Другая забота Толстого — борьба с рутиной. В той же записи 31 октября читаем: «Часто в сочинении меня останавливают рутинные, не совсем правильные, осно­вательные и поэтические способы выражения; но привычка встречать их часто заставляет писать их. Эти-то необдуманные, обычные приемы в авторстве, недо­статок которых чувствуешь, но прощаешь от частого употребления, для потомства будет служить доказательством дурного вкуса. Мириться с этими приемами — зна­чит идти за веком, исправлять их — значит идти вперед его». Прежде смущавшая Толстого медленность его работы кажется ему теперь достоинством: «Вот факт, который надо вспоминать почаще. Теккерей 30 лет собирался написать свой 1-й роман, а Алекс. Дюма пишет по 2 в неделю». (21 января 1854 г.)

● ● ● ● ● ● ●

**ЗАДАЧИ ДЛЯ РЕШЕНИЯ:**
**a.** Перепишите фрагмент текста о Толстом, начиная со слов «Другая забота Толстого» и заканчивая словами «января 1854 г.)».
**b.** Ответьте по тексту о Толстом:
(i) Какого числа сделана запись, в которой говорится о рутинных способах выражения?
(ii) Сколько лет, согласно записи, Теккерей собирался написать свой первый роман?
(iii) Сколько романов в неделю, по записи, пишет Александр Дюма?
**c.** Продолжите текст о Толстом с того места, где он заканчивается.
Приведённые далее строки никак не связаны с текстом о Толстом.

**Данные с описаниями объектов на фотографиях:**
● ● ● ● ● ● ●

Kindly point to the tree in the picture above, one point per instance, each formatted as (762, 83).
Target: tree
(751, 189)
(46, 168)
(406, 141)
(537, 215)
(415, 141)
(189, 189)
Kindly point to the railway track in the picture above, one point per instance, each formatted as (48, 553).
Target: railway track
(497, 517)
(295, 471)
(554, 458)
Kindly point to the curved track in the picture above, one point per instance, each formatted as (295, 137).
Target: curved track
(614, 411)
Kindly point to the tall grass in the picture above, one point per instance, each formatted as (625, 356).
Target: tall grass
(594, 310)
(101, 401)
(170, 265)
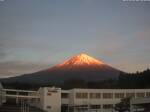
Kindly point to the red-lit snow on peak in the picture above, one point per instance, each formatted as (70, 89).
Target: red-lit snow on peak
(80, 60)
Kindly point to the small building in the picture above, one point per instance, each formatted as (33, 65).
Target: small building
(140, 104)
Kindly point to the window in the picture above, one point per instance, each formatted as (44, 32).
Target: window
(130, 94)
(64, 95)
(95, 106)
(119, 95)
(139, 95)
(107, 95)
(108, 106)
(81, 95)
(147, 94)
(95, 95)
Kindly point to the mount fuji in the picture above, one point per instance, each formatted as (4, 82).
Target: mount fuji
(80, 66)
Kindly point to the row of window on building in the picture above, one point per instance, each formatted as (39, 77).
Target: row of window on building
(110, 95)
(104, 106)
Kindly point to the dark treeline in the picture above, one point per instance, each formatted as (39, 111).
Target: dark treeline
(124, 81)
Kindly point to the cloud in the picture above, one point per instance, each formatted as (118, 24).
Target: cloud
(13, 68)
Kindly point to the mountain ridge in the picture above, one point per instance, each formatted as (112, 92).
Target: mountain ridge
(80, 66)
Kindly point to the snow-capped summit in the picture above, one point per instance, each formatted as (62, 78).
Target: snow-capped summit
(81, 60)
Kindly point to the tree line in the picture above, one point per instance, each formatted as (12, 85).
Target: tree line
(125, 81)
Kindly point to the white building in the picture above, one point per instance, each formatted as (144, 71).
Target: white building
(79, 100)
(97, 100)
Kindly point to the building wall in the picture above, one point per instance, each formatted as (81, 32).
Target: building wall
(105, 98)
(50, 99)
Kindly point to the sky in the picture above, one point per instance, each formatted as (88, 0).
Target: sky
(38, 34)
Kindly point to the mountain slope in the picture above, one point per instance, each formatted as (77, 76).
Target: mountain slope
(81, 66)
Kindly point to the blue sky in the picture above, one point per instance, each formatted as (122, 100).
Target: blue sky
(37, 34)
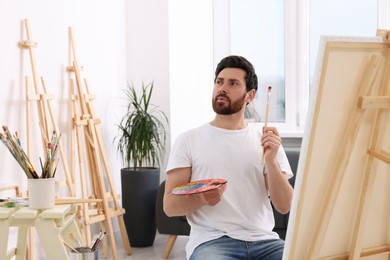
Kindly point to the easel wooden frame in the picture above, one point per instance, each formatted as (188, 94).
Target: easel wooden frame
(330, 176)
(86, 120)
(45, 115)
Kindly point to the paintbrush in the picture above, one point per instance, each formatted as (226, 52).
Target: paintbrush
(74, 239)
(266, 116)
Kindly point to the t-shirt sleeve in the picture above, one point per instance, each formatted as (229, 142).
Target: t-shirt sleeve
(284, 164)
(179, 156)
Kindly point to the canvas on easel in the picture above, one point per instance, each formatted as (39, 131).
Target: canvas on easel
(341, 206)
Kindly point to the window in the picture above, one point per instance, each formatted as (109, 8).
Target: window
(274, 35)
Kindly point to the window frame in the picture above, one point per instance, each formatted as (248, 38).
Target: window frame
(296, 59)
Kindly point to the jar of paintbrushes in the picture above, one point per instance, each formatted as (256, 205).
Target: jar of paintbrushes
(42, 189)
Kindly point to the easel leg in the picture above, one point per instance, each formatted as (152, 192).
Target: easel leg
(51, 239)
(21, 244)
(4, 226)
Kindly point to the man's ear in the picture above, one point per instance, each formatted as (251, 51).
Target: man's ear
(251, 95)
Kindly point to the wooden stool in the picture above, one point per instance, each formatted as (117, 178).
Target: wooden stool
(53, 226)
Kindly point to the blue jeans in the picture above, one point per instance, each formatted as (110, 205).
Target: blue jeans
(227, 248)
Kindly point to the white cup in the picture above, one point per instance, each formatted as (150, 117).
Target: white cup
(42, 193)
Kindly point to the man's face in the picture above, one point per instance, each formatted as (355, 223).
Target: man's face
(229, 95)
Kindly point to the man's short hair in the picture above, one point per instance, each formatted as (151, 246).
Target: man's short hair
(239, 62)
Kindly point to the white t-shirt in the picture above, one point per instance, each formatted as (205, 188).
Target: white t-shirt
(245, 210)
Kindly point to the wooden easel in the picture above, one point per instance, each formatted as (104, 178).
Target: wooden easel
(86, 125)
(47, 121)
(371, 101)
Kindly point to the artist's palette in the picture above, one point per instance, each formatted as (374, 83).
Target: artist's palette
(198, 186)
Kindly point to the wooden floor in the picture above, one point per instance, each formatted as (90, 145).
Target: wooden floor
(154, 252)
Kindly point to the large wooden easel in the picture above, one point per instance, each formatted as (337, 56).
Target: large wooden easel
(47, 121)
(89, 141)
(341, 204)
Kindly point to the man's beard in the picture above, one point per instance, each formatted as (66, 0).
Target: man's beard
(230, 108)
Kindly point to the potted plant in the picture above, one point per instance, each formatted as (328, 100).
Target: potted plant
(141, 142)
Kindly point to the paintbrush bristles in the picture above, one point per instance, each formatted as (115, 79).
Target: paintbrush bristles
(12, 142)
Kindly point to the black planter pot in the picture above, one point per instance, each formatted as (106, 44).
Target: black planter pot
(139, 193)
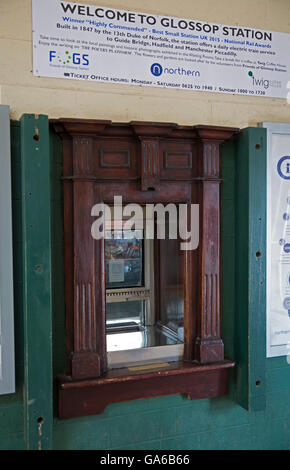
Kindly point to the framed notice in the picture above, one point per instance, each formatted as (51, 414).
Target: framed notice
(278, 239)
(102, 44)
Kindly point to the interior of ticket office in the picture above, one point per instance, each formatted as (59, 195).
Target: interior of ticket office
(128, 342)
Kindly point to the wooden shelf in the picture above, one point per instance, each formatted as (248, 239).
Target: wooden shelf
(91, 396)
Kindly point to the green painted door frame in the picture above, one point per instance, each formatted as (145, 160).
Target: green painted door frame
(250, 251)
(250, 337)
(36, 236)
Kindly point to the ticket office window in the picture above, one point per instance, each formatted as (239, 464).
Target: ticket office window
(144, 298)
(143, 318)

● ● ● ● ● ● ●

**РЕЗУЛЬТАТЫ ВЫПОЛНЕНИЯ:**
**a.**
Другая забота Толстого — борьба с рутиной. В той же записи 31 октября читаем: «Часто в сочинении меня останавливают рутинные, не совсем правильные, осно­вательные и поэтические способы выражения; но привычка встречать их часто заставляет писать их. Эти-то необдуманные, обычные приемы в авторстве, недо­статок которых чувствуешь, но прощаешь от частого употребления, для потомства будет служить доказательством дурного вкуса. Мириться с этими приемами — зна­чит идти за веком, исправлять их — значит идти вперед его». Прежде смущавшая Толстого медленность его работы кажется ему теперь достоинством: «Вот факт, который надо вспоминать почаще. Теккерей 30 лет собирался написать свой 1-й роман, а Алекс. Дюма пишет по 2 в неделю». (21 января 1854 г.)

**b.**
(i) 31 октября.
(ii) 30 лет.
(iii) По два.

**c.**
1854-й год не вносит почти ничего нового в творчество Толстого, но зато много нового в его жизнь. Еще весной 1853 г. он подал в отставку — с тем, чтобы вернуть­ся в Ясную Поляну и заняться хозяйством и литературой. Но война с Турцией помешала осуществлению этих планов — выходить в отставку было запрещено. Тогда Толстой решает перейти в Дунайскую армию и распрощаться со станицей Старогладковской, от которой взял все, что мог. В конце 1853 г. он пишет брату Сергею: «Когда я приеду? Знает один бог, потому что вот уже год скоро, как я только о том и думаю, как бы положить в ножны свой меч, и не могу. Но так как я принужден воевать где бы то ни было, то нахожу более приятным воевать в Турции, чем здесь, о чем и просил князя Сергея Дмитриевича, который писал мне, что он уже писал своему брату, но что будет, не знает»[270]. В январе 1854 г. Толстой выехал из Старогладковской, 2 февраля приехал в Ясную Поляну и, повидавшись с брать­ями и родными, уехал в Бухарест, а оттуда в лагерь под Силистрией. Литературная работа отступила на второй план: Толстой попал в обстановку настоящей войны и отдался новым настроениям и наблюдениям. Он целыми часами смотрит в под­зорную трубу — «как люди убивают друг друга», и восторгается своим начальником: «Это великий человек, т. е. человек способный и честный, как я понимаю это сло­во, человек, который всю жизнь отдал на служение родине, и не ради тщеславия, а ради долга». Он мечтает о штурме Силистрии, а главная его мечта теперь — «быть адъютантом такого человека, как он, которого я люблю и уважаю от всей глубины моего сердца»[271].